- **TASK DESCRIPTION**
Copy the listing below word for word, from start to finish, but omit the pictures.

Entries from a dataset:
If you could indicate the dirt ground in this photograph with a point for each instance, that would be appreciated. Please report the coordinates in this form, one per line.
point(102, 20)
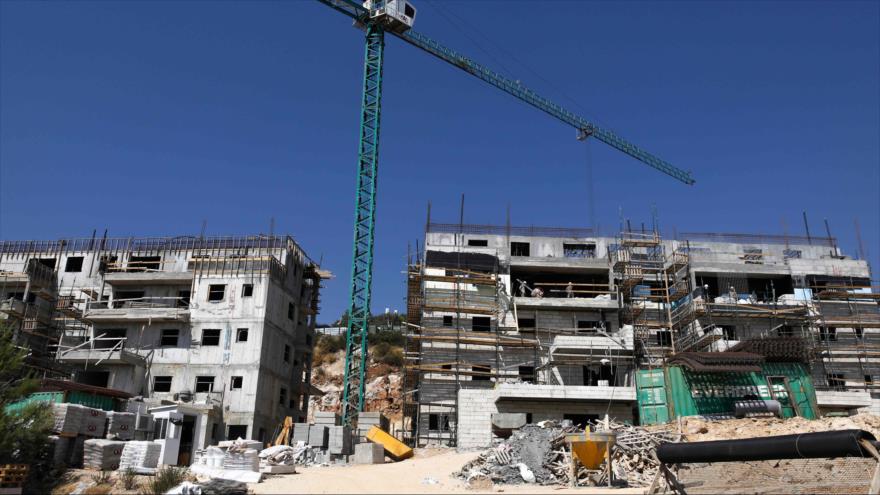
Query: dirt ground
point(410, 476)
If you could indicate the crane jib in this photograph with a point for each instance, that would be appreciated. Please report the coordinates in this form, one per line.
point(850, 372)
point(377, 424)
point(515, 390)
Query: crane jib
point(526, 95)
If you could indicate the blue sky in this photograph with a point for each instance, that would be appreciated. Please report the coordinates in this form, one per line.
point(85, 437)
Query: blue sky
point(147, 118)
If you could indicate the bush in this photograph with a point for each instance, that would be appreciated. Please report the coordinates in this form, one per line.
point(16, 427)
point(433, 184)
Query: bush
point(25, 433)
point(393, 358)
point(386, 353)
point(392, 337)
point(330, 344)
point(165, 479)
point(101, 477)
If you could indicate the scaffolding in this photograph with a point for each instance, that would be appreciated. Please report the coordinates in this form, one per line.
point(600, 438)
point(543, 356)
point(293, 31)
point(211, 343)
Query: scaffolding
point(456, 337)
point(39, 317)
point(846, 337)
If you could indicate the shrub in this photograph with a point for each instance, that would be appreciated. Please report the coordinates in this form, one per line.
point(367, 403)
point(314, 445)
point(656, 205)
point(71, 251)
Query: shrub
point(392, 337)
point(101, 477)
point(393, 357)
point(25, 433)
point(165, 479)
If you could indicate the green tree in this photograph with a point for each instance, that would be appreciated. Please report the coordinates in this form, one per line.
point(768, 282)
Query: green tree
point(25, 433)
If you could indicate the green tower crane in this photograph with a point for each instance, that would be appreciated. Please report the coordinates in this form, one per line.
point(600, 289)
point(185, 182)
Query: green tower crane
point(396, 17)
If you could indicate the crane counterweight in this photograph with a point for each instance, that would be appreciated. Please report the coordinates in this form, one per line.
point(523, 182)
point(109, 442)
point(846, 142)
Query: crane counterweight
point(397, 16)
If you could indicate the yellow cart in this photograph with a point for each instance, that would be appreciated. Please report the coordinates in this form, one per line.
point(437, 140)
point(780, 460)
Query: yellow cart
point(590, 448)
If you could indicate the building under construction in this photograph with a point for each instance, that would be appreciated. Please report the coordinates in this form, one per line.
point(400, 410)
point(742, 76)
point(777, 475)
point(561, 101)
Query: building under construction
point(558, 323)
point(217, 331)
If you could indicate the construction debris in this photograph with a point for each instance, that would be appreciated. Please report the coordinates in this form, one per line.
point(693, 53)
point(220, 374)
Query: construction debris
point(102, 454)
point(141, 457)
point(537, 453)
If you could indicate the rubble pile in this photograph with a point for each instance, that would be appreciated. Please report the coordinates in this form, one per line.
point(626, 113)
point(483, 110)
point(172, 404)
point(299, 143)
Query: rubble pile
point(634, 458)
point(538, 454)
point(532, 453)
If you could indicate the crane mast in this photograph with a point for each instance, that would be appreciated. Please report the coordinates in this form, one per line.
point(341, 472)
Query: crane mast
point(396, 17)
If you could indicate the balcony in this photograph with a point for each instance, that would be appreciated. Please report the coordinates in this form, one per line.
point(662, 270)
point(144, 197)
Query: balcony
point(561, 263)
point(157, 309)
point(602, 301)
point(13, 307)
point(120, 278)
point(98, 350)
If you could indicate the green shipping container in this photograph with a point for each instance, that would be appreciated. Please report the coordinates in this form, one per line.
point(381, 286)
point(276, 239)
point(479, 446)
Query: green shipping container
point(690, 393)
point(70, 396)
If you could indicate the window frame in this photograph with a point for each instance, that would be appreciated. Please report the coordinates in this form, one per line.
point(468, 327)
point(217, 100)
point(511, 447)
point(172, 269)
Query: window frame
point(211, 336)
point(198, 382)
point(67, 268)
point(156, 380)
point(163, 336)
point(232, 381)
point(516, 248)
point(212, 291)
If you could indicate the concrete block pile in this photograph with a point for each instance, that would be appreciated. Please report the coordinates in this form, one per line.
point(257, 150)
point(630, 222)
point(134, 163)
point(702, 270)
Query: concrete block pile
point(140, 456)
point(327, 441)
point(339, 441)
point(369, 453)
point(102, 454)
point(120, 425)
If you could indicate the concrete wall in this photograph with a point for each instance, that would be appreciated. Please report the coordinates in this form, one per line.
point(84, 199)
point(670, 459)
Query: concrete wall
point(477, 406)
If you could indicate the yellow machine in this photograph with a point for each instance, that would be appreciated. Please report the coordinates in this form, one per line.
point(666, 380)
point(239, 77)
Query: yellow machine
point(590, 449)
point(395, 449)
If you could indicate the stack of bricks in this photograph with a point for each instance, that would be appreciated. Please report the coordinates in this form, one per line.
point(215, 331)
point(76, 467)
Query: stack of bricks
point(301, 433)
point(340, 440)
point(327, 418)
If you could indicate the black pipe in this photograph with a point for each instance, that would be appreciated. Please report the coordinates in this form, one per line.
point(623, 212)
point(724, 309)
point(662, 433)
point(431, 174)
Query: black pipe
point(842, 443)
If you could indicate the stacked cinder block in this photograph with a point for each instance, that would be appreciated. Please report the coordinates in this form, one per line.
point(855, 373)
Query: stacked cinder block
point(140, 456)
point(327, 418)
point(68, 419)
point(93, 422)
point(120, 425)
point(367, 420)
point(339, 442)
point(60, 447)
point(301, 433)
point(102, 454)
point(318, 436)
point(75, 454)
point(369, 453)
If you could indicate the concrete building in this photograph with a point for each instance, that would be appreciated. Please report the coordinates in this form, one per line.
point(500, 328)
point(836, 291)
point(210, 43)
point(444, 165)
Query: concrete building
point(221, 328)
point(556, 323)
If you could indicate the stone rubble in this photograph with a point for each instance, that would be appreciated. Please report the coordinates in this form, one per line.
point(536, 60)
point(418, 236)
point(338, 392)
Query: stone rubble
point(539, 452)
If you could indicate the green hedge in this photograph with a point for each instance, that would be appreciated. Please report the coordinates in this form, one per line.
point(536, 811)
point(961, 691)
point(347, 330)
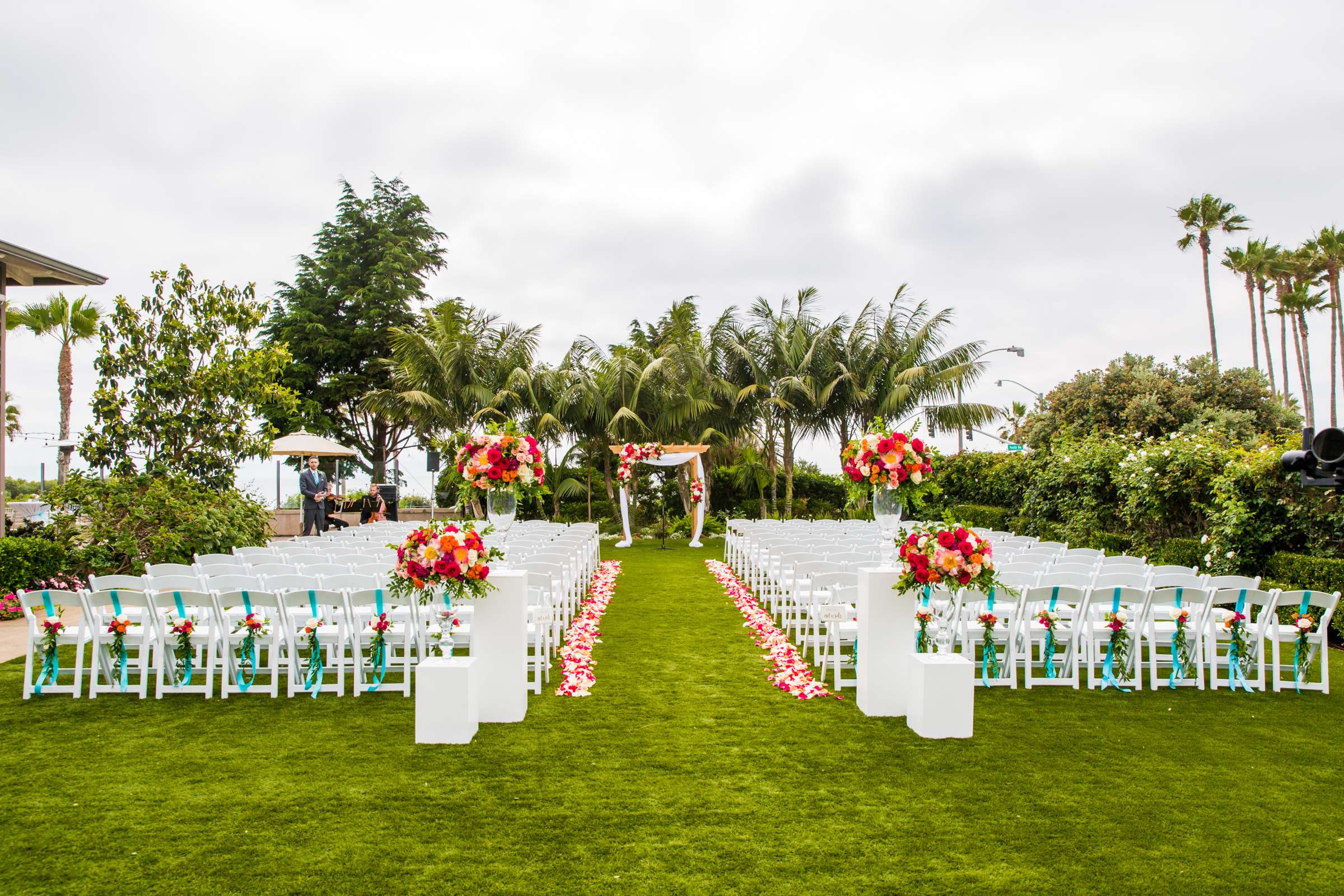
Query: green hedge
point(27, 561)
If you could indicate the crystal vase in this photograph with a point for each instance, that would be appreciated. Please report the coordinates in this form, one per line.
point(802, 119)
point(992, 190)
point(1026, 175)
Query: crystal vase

- **SOLUTION TO THIS EXERCISE**
If you could indicate the dirt ground in this photograph with a point for each instance, that would be appreciated. Please report the coordinates in this form, one per line.
point(102, 20)
Query: dirt ground
point(410, 476)
If you could indicate the crane jib in this photograph with a point for each instance, that would be appreciated. Please report the coordinates in this form, one per line.
point(850, 372)
point(377, 424)
point(515, 390)
Query: crane jib
point(526, 95)
If you could indicate the blue sky in this photograph with a point for each instance, that would be appreciated. Please report the coordinates in this form, one per line.
point(85, 437)
Query: blue sky
point(147, 118)
If you could indicate the bush in this photograph with a point for each instance, that would be appreciated. Please report the coordinates in this form, one per line.
point(16, 427)
point(433, 184)
Query: bush
point(25, 433)
point(393, 358)
point(386, 353)
point(392, 337)
point(330, 344)
point(165, 479)
point(101, 477)
If you could indicate the scaffolding in this photograph with a point for each instance, that would be appreciated. Please report the coordinates in this form, one per line.
point(600, 438)
point(543, 356)
point(293, 31)
point(211, 343)
Query: scaffolding
point(456, 337)
point(39, 317)
point(846, 337)
If you could indicate the shrub in this photograph with a point for each instance, that would be appreciated. Please report the coordinates in this form, one per line.
point(367, 403)
point(314, 445)
point(656, 205)
point(71, 251)
Query: shrub
point(392, 337)
point(101, 477)
point(393, 357)
point(25, 433)
point(165, 479)
If you could indicate the green tree in this photograph with a point for each instance, that would be appreciated. Please report the coordinates in this form, one per line.
point(768, 282)
Query: green tree
point(25, 433)
If you could indicate the green tower crane in this photograph with a point for each instance, that would be appreciated. Please report the coordinates in this form, one per line.
point(600, 289)
point(185, 182)
Query: green tower crane
point(396, 17)
If you could indicate the crane counterweight in this photograph with a point for each instance, that would be appreciated. Please report the coordinates in this form, one per line.
point(523, 182)
point(109, 442)
point(846, 142)
Query: crane counterweight
point(397, 16)
If you could indicate the yellow cart in this photograph with a point for each instance, that would be appreciated. Please report the coordinates in this form, one per line.
point(437, 140)
point(780, 460)
Query: yellow cart
point(590, 448)
If you could indicate the building under construction in this photograph with a point for each instance, that would be appreciated. Please report the coordinates in this form, one per line.
point(400, 410)
point(742, 76)
point(777, 475)
point(561, 101)
Query: building under construction
point(558, 323)
point(217, 331)
If you could indicate the construction debris in this photograph with a point for each instance, that would be appreciated. Please report the coordinates in this form, one per line.
point(693, 53)
point(220, 374)
Query: construction debris
point(102, 454)
point(141, 457)
point(537, 453)
If you could indicate the rubble pile in this photograph with a point for each instance, that would be appreciated. Please report the coordinates in this form, one per line.
point(626, 113)
point(483, 110)
point(172, 404)
point(299, 143)
Query: rubble pile
point(634, 458)
point(538, 454)
point(532, 453)
If you could indicate the crane mast in this photograph with a point for each instance, that would be appreciated. Please report the coordinates in this form, one per line.
point(341, 472)
Query: crane mast
point(396, 17)
If you could indicate the balcony in this photograph with a point for each instance, that would be appreciated. Please report the coordinates in this form, one per line.
point(662, 270)
point(144, 197)
Query: balcony
point(561, 263)
point(157, 309)
point(602, 301)
point(13, 307)
point(120, 278)
point(98, 350)
If you could indicate the green shipping container in this photograph with a point for each instance, that would be appreciated. Please report the coordinates in this form, one per line.
point(381, 286)
point(276, 239)
point(479, 446)
Query: green shipping container
point(690, 393)
point(70, 396)
If you could indicate the window frame in this photograph with a point for each instance, that would be appreciated. Please report the coordinates in this form, one per line.
point(468, 327)
point(217, 100)
point(511, 447)
point(172, 269)
Query: window frame
point(211, 336)
point(198, 382)
point(67, 268)
point(156, 380)
point(163, 336)
point(232, 381)
point(516, 248)
point(212, 291)
If you could indicate the concrete block pile in this photograph with a point for each instance, that would be appreciated. Please report the coordinates in this form, one per line.
point(257, 150)
point(630, 222)
point(134, 163)
point(702, 270)
Query: concrete block pile
point(140, 456)
point(327, 441)
point(339, 441)
point(369, 453)
point(102, 454)
point(120, 425)
If you could indicate the concrete wall in this photograph with a point for each instance, that would be appreciated. Please report the coordinates in this form, one per line.
point(84, 199)
point(670, 459)
Query: concrete wall
point(477, 406)
If you could indicate the yellow machine in this photograph with a point for each instance, that would be appreciated. Please report the coordinates in this form, one per line.
point(666, 380)
point(239, 77)
Query: yellow machine
point(590, 449)
point(395, 449)
If you could indicate the stack of bricks in this photograph with a point for each instance, that would be appreciated. Please report the coordinates in this form, one per line.
point(215, 331)
point(76, 467)
Query: stack of bricks
point(301, 433)
point(340, 440)
point(327, 418)
If you could indicate the black pipe in this photograph with a point for each instance, that would be appreciated. Please report the coordinates in this form, one per line.
point(623, 212)
point(724, 309)
point(662, 433)
point(431, 174)
Query: black pipe
point(842, 443)
If you could indicate the stacked cinder block in this photograph with a point for each instance, that would be appreciated. Please report the coordinates in this form, one per line.
point(855, 373)
Query: stacked cinder block
point(140, 456)
point(327, 418)
point(68, 419)
point(93, 422)
point(120, 425)
point(367, 420)
point(339, 442)
point(60, 447)
point(301, 433)
point(102, 454)
point(318, 436)
point(75, 454)
point(369, 453)
If you could indicate the concrete building in this photograph with a point for each instance, that would be appreciated. Please report the coordinates in this form, one per line.
point(500, 328)
point(836, 291)
point(210, 43)
point(444, 165)
Query: concrete building
point(221, 328)
point(556, 323)
If you could indicate the stone rubble in this photograph with a point for each instance, that would be appreciated. Please report the coordinates in this form, one per line.
point(536, 60)
point(418, 236)
point(338, 392)
Query: stone rubble
point(539, 452)
If you could indicate the green hedge in this photograph with a point for each instance, that would be appreciated. Please report the coordinates in this form, one per line.
point(536, 811)
point(961, 691)
point(347, 330)
Query: green hedge
point(27, 561)
If you could indicate the crystal vase in this photograph with a point for each instance, that would be appreciated. Please report the coordinates in this form, one per line.
point(802, 119)
point(992, 190)
point(1026, 175)
Query: crystal vase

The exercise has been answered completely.